• _AIM_:
Go to the line that contains "Exercise. Put one point on every instance of the metal" and extract it along with every line after it, exactly, through the end of the data below.

Excerpt from a dataset
-=-=-

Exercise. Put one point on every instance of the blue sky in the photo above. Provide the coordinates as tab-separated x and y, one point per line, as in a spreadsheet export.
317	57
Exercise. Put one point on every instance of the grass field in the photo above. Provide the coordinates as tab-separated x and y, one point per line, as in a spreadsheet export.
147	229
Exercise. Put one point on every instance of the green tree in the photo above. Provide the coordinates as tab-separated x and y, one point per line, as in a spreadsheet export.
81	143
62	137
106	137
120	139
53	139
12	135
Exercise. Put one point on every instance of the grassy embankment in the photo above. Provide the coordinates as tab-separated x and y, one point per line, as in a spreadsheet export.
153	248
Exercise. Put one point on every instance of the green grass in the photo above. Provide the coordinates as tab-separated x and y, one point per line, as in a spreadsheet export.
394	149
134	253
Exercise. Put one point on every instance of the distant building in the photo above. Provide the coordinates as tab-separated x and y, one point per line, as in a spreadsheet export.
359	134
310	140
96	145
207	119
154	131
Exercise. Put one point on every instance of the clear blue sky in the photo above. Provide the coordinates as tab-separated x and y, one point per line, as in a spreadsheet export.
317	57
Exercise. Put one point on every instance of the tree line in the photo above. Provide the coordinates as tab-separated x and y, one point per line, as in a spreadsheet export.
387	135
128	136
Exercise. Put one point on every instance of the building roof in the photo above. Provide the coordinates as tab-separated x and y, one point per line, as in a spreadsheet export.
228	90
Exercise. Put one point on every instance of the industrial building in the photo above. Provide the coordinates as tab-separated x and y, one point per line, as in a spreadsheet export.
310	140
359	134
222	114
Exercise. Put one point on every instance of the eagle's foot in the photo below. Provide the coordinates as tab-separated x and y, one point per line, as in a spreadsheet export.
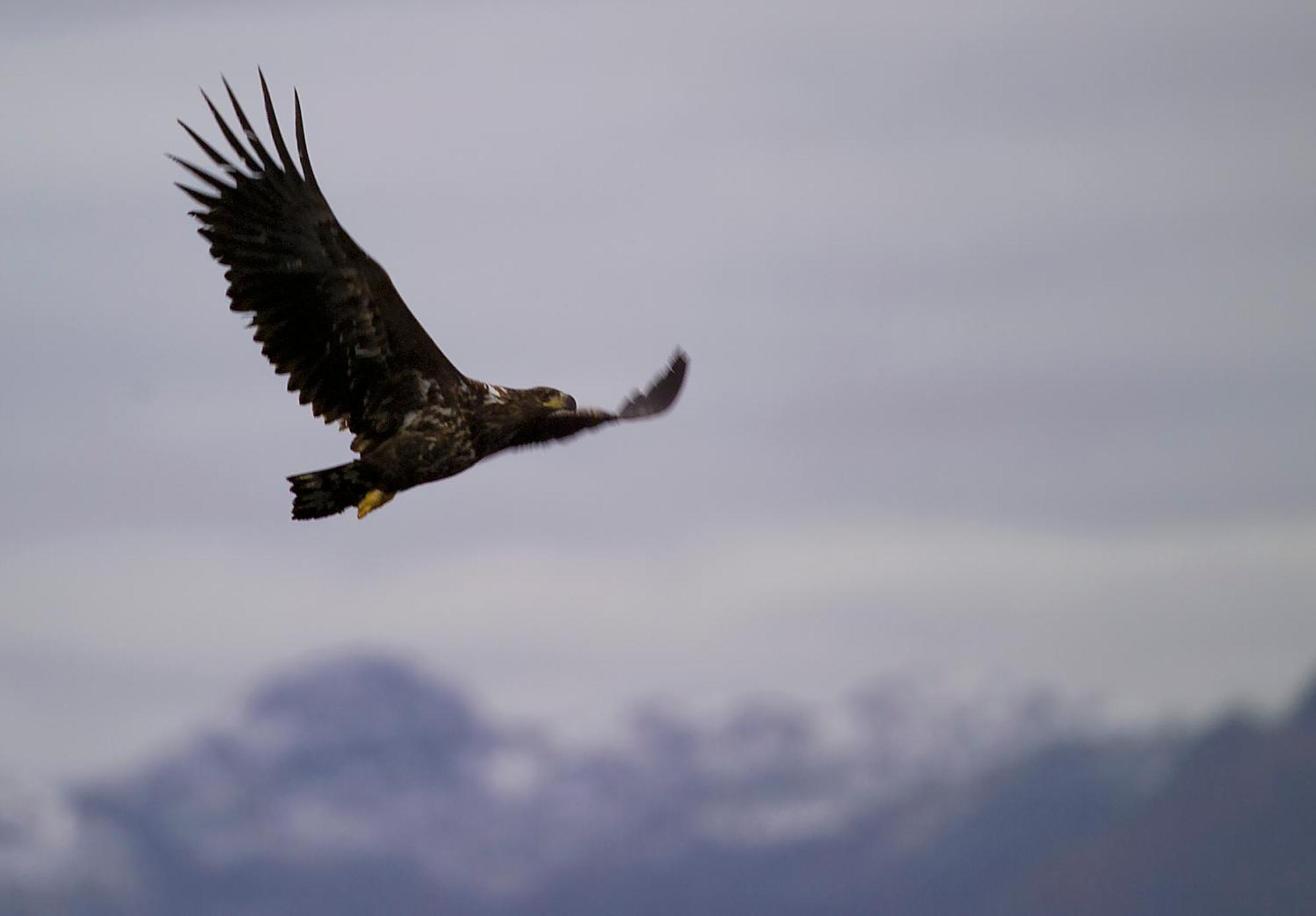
372	502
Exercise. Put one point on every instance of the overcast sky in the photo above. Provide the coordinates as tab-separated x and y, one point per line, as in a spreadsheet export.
1001	318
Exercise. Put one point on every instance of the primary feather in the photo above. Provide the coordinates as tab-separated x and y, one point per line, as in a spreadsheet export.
327	317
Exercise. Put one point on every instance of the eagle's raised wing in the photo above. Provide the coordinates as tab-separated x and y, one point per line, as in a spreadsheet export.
324	313
657	398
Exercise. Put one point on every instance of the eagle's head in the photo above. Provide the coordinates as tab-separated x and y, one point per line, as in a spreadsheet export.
551	399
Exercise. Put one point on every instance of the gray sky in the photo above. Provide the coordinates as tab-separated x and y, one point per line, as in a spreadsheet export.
1001	320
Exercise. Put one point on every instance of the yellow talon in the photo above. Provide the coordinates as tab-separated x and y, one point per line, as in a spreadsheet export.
372	502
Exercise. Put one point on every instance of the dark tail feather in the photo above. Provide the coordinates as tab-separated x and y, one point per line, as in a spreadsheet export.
328	493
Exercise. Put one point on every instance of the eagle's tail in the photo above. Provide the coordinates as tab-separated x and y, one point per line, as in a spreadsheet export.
328	493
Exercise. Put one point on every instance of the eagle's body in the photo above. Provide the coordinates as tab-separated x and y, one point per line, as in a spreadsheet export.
328	317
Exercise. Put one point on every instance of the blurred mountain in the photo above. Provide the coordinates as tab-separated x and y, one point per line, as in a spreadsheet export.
363	786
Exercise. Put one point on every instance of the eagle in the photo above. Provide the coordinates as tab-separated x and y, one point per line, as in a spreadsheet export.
327	317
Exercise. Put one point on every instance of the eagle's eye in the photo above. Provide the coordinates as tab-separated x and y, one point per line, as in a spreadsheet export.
556	401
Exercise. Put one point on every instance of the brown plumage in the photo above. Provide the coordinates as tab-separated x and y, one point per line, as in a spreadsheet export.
328	318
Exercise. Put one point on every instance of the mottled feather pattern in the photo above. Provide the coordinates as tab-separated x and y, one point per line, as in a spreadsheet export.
318	303
330	318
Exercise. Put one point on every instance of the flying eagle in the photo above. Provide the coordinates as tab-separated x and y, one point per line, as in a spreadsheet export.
328	318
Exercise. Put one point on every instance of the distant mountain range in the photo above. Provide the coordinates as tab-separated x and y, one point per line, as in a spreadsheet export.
360	786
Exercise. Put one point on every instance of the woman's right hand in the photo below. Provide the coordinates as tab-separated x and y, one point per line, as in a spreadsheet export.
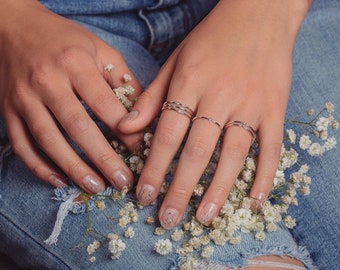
48	65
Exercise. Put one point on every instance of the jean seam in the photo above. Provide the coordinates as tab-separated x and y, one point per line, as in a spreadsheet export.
36	241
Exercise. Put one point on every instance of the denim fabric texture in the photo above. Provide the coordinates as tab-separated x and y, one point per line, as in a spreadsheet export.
28	213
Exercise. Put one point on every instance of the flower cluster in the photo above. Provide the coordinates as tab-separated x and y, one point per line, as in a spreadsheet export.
240	213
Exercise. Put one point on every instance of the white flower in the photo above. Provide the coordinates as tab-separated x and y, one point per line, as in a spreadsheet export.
127	78
150	220
109	67
116	246
322	124
250	164
177	235
330	143
195	242
163	246
207	251
289	221
335	124
112	236
260	236
305	142
329	107
305	190
129	233
199	190
315	149
235	240
304	168
148	138
124	221
271	227
91	248
218	237
159	231
291	135
279	178
243	215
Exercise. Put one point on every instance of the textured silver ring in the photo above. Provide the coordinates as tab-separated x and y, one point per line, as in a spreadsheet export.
211	120
178	107
241	124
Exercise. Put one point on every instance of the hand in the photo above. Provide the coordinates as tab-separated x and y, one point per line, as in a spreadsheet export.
236	65
48	65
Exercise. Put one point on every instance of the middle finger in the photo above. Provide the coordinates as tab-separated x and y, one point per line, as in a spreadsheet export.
194	158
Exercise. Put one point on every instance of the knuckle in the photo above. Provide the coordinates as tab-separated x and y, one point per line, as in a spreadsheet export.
166	136
74	169
105	158
19	148
198	149
68	56
153	174
78	123
221	190
236	149
181	194
44	136
40	76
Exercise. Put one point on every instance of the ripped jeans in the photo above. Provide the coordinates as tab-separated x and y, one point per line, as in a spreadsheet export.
28	213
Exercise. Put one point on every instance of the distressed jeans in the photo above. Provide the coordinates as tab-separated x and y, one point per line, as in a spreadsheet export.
146	32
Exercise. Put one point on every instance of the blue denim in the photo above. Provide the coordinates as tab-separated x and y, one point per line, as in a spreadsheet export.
28	213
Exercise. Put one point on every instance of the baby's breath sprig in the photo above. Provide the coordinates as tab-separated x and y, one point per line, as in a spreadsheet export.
241	213
192	240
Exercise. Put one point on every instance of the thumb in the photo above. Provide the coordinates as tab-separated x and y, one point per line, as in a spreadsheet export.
149	103
145	109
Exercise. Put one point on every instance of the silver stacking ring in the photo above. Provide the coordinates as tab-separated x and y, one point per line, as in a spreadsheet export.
211	120
178	107
244	125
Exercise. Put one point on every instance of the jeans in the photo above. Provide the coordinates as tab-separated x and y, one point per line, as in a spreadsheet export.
28	213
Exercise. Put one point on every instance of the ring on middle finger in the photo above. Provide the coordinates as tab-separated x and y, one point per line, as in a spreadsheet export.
211	120
178	107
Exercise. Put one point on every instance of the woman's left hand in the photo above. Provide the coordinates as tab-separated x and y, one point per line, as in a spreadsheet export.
234	66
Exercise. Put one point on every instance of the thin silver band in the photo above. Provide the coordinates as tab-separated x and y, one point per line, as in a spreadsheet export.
209	119
178	107
244	125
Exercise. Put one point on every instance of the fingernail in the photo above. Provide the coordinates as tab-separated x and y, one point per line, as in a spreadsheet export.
208	213
146	194
257	201
92	184
169	218
121	179
130	116
57	180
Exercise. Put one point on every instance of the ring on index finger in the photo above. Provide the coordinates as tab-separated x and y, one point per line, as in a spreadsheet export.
241	124
178	107
211	120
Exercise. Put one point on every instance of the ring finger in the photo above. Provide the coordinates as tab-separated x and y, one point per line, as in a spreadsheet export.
194	158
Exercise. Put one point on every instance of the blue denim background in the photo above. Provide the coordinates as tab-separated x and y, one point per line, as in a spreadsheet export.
27	213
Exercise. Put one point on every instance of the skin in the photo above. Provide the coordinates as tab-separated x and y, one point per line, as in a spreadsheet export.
246	49
42	79
244	46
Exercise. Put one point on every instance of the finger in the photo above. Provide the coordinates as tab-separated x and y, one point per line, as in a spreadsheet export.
99	96
85	133
166	141
234	151
52	142
270	143
193	160
149	103
22	146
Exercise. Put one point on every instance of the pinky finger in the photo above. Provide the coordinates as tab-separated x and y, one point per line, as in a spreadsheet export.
23	147
270	144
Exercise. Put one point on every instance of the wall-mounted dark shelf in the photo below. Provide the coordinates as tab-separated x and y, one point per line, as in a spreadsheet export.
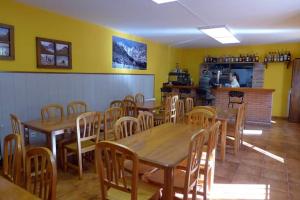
223	63
287	63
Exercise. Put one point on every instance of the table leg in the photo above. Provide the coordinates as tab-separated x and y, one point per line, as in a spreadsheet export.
223	139
53	145
168	183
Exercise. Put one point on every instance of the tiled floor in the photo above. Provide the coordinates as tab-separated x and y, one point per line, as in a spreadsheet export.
266	168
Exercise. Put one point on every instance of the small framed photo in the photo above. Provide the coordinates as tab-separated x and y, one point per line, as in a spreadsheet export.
7	49
53	54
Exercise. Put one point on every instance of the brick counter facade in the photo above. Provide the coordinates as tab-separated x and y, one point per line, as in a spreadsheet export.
259	110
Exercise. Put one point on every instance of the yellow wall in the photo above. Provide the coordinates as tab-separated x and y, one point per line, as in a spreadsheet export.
276	75
91	44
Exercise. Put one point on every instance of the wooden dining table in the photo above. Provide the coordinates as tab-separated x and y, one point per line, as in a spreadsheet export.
163	146
148	106
51	128
11	191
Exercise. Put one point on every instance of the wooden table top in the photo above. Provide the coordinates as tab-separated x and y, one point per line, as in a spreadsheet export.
163	146
54	124
10	191
149	105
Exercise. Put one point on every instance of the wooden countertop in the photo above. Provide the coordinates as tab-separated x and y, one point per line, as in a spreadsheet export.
258	90
182	86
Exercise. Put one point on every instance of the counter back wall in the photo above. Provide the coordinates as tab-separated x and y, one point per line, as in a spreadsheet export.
276	76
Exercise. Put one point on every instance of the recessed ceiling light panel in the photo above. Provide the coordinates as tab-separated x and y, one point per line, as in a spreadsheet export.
163	1
221	34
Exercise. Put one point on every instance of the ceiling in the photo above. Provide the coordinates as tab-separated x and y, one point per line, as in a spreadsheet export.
175	23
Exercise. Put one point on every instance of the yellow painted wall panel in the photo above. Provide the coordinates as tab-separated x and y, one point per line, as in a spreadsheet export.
91	44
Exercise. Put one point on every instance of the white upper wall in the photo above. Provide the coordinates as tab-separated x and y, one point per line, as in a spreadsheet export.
175	23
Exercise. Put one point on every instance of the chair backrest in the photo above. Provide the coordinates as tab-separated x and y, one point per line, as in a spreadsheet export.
52	111
202	117
193	161
189	104
139	98
129	97
12	158
146	120
180	113
76	107
111	115
88	127
116	104
129	108
125	127
16	127
174	99
110	159
41	173
239	121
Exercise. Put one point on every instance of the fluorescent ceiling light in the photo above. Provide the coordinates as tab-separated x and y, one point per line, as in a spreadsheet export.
221	34
163	1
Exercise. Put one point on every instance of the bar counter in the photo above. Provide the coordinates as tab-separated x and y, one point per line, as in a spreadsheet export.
259	103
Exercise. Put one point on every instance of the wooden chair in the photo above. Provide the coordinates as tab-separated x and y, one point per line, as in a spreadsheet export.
185	181
76	107
165	115
88	130
235	131
12	159
202	117
173	115
111	115
129	108
207	167
129	97
116	104
209	108
146	120
115	182
189	104
52	111
125	127
139	98
41	173
180	113
16	127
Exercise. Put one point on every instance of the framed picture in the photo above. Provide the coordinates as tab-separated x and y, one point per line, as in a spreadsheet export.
128	54
7	49
53	54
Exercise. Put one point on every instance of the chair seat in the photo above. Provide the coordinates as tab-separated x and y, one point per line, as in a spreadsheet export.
230	129
84	144
145	191
143	168
157	178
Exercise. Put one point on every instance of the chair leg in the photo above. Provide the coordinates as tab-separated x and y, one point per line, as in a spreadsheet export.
65	165
80	164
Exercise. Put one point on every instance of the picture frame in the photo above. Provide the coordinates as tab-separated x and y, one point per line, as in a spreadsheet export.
7	43
128	54
54	54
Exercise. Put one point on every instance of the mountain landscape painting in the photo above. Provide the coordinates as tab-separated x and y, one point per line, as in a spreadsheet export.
128	54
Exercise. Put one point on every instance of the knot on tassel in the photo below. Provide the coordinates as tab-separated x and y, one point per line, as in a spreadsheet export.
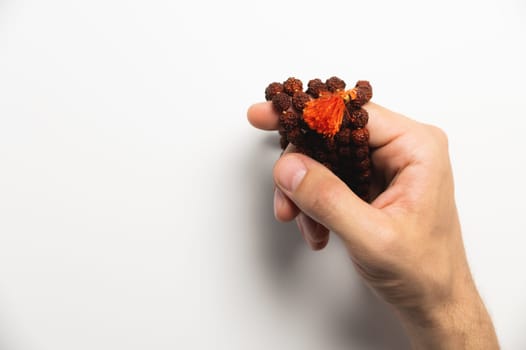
325	114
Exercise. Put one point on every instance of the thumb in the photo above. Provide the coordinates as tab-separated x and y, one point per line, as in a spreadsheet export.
324	197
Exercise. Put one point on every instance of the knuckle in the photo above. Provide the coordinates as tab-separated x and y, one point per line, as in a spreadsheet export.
325	199
439	135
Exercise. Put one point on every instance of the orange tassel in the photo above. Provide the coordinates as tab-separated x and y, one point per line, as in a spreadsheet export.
325	114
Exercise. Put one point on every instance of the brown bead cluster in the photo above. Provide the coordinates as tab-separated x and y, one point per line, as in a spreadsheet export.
346	153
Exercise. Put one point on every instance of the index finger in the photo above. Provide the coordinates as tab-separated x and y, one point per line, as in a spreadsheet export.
384	125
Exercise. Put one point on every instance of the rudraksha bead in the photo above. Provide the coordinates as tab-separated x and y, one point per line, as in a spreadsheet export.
299	99
291	85
360	137
359	118
338	141
315	87
334	84
272	90
281	102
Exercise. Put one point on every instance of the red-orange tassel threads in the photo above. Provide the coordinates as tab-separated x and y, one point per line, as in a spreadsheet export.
325	114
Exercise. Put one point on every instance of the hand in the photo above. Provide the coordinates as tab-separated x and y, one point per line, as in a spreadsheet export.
407	242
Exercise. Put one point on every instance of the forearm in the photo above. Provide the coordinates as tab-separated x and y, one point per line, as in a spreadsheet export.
461	324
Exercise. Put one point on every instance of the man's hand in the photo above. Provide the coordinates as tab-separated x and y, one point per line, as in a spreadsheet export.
407	242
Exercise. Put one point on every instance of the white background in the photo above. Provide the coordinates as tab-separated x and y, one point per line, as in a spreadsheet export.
136	201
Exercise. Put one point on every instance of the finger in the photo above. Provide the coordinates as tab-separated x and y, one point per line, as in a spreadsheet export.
325	198
315	234
263	116
284	209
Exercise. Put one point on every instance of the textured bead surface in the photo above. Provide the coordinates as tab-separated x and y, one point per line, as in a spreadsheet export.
345	152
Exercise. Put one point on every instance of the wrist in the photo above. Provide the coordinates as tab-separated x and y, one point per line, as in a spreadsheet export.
459	322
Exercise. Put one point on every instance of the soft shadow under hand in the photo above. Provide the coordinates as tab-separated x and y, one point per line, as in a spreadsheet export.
349	312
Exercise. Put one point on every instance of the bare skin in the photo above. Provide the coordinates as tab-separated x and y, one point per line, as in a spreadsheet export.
407	243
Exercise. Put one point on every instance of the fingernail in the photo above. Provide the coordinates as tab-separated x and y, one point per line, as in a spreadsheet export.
278	201
291	172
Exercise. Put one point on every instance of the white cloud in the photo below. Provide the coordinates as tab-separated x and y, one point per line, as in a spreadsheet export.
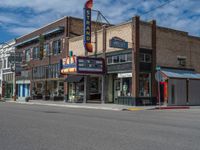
172	15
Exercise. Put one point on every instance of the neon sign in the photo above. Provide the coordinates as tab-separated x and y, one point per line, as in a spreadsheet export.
87	25
68	65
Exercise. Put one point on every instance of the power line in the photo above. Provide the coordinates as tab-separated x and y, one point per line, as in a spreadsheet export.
162	5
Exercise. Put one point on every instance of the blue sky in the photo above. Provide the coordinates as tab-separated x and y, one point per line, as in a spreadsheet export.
19	17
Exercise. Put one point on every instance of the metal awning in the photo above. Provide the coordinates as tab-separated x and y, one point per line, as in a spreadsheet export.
74	79
182	74
27	41
56	30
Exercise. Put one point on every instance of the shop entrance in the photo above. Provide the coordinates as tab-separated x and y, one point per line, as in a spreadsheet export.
122	87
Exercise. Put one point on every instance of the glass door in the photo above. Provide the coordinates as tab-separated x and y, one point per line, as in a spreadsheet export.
117	87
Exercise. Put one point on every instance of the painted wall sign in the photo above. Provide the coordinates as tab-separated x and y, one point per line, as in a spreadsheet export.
88	65
117	42
87	26
68	65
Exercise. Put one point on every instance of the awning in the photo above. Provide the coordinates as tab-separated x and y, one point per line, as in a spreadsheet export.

-=-=-

• _COMPLETE RESPONSE_:
Exercise. Put one point on every instance of the metal awning in the photo above. Provide the coordinates as tab-separated x and y, one point per line, as in a spreadsheet export.
74	79
182	74
27	41
56	30
Exercise. Put one point on every instance of the shop entrance in the photo above. Provide the coordinates as tab-separated x and y, one point per line, as in a spreadsheet export.
122	87
Exercise. Put one point on every instance of the glass door in the photo above. Provide the coordinates as tab-separated x and y, one point per line, as in a spreadsheet export.
117	87
Exercise. Put one point on every instance of the painted wall sign in the photo above. Provide the coordinates as tab-separated x and y, one point per line, as in a spreadsheet export.
88	65
117	42
87	26
68	65
Exercise. Put one point on every instance of the awning in the photo above. Provide the coordinates as tab-separated x and y, one point per line, as in a spreadsheet export.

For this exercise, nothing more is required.